(Image point grounding data)
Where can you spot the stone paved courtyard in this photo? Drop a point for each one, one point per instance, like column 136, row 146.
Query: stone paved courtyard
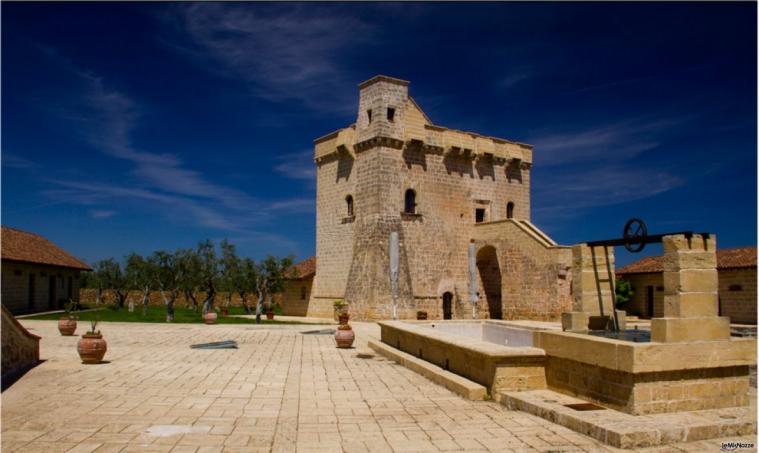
column 280, row 391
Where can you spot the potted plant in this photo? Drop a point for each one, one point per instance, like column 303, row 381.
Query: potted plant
column 344, row 336
column 341, row 311
column 67, row 323
column 211, row 316
column 92, row 346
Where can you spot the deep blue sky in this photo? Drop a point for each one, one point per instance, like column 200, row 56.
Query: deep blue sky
column 135, row 127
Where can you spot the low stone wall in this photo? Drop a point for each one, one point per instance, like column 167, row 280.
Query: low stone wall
column 20, row 349
column 649, row 378
column 499, row 368
column 651, row 393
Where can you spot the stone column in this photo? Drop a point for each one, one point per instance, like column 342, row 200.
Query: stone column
column 690, row 292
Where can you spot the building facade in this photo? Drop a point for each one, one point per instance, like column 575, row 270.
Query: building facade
column 441, row 190
column 37, row 275
column 736, row 273
column 296, row 294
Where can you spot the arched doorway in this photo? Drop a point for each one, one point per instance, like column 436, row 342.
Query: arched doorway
column 490, row 275
column 447, row 305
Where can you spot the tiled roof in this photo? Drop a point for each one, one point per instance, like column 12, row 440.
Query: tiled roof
column 735, row 258
column 304, row 269
column 19, row 245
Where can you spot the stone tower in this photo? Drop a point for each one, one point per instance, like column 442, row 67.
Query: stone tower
column 440, row 189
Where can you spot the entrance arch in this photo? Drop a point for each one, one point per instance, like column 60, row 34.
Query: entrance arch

Brief: For each line of the entries that contains the word "entrance", make a copy.

Worked solution:
Where can you spot the entrance arch in this photo? Drop a point for each one, one point per instance, like column 60, row 34.
Query: entrance arch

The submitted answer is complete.